[Start of EXCERPTED TEXT]
How Speaker Recognition significantly improves the security of Call Centres

Matt Smallman
Matt Smallman
7 mins read
Last updated
18 Apr 2024

Voice Biometrics is a powerful technology that uses the sound of someone’s voice to confirm that they are who they claim to be. When used as an authentication method in call centres, whether through automated or agent led processes, it delivers significant customer experience and efficiency improvements over traditional knowledge-based authentication. The key driver for many organisations, however, is the desire to increase the security of these interactions thereby reducing fraud, the risk of it and the relative vulnerability of the telephone channel.

There are a range of specific counter-fraud solutions on the market that employ Voice Biometrics to identify and target bad actors to reduce fraud in call centres that do have significant short term impact but as their effect tends to be rather narrow it doesn’t realise the full security opportunity. We believe the greatest long term security impact is achieved by maximising the coverage of Voice Biometrics as an identity verification process for your known customers and callers combined with the intelligent application of these tools.

Speaker verification using Voice Biometrics provides greater (but not complete) confidence almost automatically for enrolled individuals thereby allowing more targeted treatment of those calls that do not achieve the required standard. By using Voice Biometrics as the core component of a layered and intentional security approach and being intentional about the desired effect on bad actors these broader security objectives can be achieved.

Who are the bad guys?

How Speaker Recognition Significantly Improves The Security Of Call Centres

In previous posts we have discussed how to effectively incorporate the needs of different customers, agents and decision-makers when designing a Voice Biometric authentication service but in this post, we will look at the effects an organisation may wish to have on a final category of individual, it’s adversaries. Before considering these effects it’s important to bear in mind that there are a wide range of adversaries whose own objectives, capability and scale vary considerably. As with our discussion on customers and agents, it’s important to understand their objectives and behaviour before designing a service to meet (or in this case defeat) their needs. We generally categorise imposters into one of three groups but there may well be other categories in particular industries or geographies.

  • Professional – These imposters either alone or as part of groups make a living out of defrauding organisations. They have the knowledge and experience of how organisations internal processes work to rapidly scale any vulnerability they identify and usually represent the majority of fraud losses. One colleague even commented that they can be frustratingly loyal.
  • Opportunist – These imposters may have obtained customer information from any number of sources and may have been able to associate it with an organisation but lack the volume of data or detailed knowledge required to exploit it at scale. They can still, however, be a significant inconvenience to organisations and their customers.
  • Related Party – These imposters are in some way related to a legitimate customer and therefore generally target a single account but do so with almost perfect information and in the case of vulnerable customers may even be doing so with their knowledge. This category can often be the hardest to detect and repair.
[End of EXCERPTED TEXT]
Resume the article on voice biometrics for call center security and carry it on past its last line.
[Start of DATA EXCERPTS]
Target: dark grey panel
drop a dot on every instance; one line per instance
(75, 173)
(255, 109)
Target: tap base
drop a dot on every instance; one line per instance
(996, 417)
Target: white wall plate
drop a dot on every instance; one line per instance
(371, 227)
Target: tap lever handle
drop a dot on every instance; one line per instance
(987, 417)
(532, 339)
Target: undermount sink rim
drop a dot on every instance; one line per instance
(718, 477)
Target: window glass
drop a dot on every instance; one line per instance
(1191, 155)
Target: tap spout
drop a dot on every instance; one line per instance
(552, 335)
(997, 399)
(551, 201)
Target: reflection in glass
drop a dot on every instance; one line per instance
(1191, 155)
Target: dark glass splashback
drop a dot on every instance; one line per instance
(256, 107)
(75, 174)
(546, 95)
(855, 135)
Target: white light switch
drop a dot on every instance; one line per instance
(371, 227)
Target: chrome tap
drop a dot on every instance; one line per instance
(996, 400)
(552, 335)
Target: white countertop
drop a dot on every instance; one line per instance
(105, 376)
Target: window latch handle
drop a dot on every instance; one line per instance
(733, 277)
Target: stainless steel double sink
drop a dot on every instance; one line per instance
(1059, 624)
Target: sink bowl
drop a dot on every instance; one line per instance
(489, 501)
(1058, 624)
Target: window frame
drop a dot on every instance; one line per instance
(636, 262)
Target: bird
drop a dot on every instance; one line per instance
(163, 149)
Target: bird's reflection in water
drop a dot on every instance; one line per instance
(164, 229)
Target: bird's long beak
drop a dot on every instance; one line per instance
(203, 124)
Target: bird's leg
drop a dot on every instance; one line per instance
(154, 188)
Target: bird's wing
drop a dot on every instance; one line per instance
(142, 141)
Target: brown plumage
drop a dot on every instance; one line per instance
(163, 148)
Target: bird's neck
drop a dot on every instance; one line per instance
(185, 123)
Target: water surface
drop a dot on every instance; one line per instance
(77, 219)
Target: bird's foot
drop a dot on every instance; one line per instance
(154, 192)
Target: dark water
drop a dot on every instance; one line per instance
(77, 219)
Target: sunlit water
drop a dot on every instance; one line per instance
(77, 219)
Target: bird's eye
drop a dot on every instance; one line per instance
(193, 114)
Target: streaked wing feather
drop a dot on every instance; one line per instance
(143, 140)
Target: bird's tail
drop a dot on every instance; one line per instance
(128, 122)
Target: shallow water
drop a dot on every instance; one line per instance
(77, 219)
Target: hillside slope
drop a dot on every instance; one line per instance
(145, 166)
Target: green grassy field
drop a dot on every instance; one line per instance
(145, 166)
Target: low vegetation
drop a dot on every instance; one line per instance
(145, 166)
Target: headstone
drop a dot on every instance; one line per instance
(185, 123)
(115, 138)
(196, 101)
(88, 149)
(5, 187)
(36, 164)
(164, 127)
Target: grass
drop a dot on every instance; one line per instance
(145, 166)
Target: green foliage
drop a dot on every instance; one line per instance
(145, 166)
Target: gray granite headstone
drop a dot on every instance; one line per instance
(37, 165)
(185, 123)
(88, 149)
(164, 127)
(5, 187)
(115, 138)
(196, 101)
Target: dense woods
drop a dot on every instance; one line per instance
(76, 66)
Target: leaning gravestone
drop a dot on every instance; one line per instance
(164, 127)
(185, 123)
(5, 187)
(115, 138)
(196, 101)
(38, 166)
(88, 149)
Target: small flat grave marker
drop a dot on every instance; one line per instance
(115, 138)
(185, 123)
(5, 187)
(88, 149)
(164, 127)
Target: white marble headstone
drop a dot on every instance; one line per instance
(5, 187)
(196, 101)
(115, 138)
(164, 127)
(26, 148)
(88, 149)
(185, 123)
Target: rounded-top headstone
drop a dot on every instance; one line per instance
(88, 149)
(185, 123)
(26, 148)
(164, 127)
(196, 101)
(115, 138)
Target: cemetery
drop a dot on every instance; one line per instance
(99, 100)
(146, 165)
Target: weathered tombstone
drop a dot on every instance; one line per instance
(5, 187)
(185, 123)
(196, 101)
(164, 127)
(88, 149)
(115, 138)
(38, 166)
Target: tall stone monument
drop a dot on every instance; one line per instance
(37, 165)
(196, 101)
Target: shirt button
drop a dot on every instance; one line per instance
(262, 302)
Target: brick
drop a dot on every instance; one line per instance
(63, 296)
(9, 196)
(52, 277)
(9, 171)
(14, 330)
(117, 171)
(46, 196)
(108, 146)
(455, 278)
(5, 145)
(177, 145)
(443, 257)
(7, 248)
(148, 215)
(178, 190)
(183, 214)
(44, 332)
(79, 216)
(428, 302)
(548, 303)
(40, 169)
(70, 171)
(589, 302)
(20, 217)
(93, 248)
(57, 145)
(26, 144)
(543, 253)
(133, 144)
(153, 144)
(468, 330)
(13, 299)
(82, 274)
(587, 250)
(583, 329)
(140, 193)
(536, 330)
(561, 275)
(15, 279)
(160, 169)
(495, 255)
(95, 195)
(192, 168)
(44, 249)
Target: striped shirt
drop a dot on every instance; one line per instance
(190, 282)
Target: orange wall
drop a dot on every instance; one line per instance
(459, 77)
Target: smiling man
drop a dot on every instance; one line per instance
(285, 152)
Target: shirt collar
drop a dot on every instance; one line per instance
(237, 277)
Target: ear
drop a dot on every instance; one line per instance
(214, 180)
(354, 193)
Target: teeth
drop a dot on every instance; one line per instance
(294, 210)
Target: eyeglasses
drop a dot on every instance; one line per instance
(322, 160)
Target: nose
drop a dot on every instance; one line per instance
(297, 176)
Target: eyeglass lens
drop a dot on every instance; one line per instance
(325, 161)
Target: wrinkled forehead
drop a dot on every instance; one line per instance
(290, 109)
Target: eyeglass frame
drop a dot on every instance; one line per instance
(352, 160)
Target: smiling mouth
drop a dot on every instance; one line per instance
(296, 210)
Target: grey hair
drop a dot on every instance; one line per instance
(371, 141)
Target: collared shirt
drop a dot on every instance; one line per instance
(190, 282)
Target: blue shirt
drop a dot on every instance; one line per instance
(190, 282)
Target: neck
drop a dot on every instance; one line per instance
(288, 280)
[End of DATA EXCERPTS]
TASK RESPONSE:
What effect do we want to have on them?

Effects-based thinking is a common military mindset used by all branches and many nations to help commanders think about the full range of options available to them in order to achieve their objectives rather than concentrate on the most obvious. In our case, destruction of our enemy (the imposters detailed above) whilst potentially desirable is not essential to achieve our objective of reducing fraud. We’ve used some common effects based terms to reflect the full spectrum of impacts that Voice Biometrics can have on the security of call centres. Many of these are implicit in the implementation of Speaker Recognition but others require a more intentional application and may not be employed by every organisation.

DISRUPT

“to prevent something from continuing in its usual way by causing problems”

The mere implementation of Speaker Recognition as a verification mechanism can and will disrupt the plans of imposters of all types. An imposter who thinks they have all the required information to pass knowledge-based authentication will initially be taken aback when they meet a Voice Biometric authentication mechanism for the first time. For some opportunists, this will be enough to make them go elsewhere but more determined attackers are unlikely to be dis-orientated for long particularly if only a few customers are using the service.

The organisation-wide impact, therefore, largely depends on the proportion of customers who have enrolled and are protected. During initial implementation, therefore maximising the proportion of callers eligible to enrol and the number that do enrol must be the number one priority for delivering every benefit category.

DETER

“to stop someone from doing something, by making them realize it will be difficult or have bad results”

As customer coverage increases, legacy security processes can be removed or strengthened imposters making it far more difficult for imposters to exploit the data they have access to. Additionally, as the vast majority of callers will engage with Voice Biometrics systems before they can even access these strengthened alternative security processes that they may still be able to compromise. The fact that this requires them to leave a significantly more irrefutable evidence trail is likely to deter a proportion of imposters regardless of whether an organisation is actively exploiting this data which will be opaque to outsiders.

DETECT

“to notice or discover something, especially something that is not easy to see, hear etc”

As patterns of use are established and customer behaviour normalises suspicious behaviour can easily be identified by looking for unexpected similarities as well as irregularities across all voice biometric interactions and identifying cases for manual review.

Beyond Voice Biometrics itself, the mere fact that an organisation is more certain about the identity of the vast majority of callers that have been verified by their voice means that greater effort and scrutiny can be applied to ensuring that those interactions not secured in this way are legitimate.

PREVENT

“to stop something from happening, or stop someone from doing something”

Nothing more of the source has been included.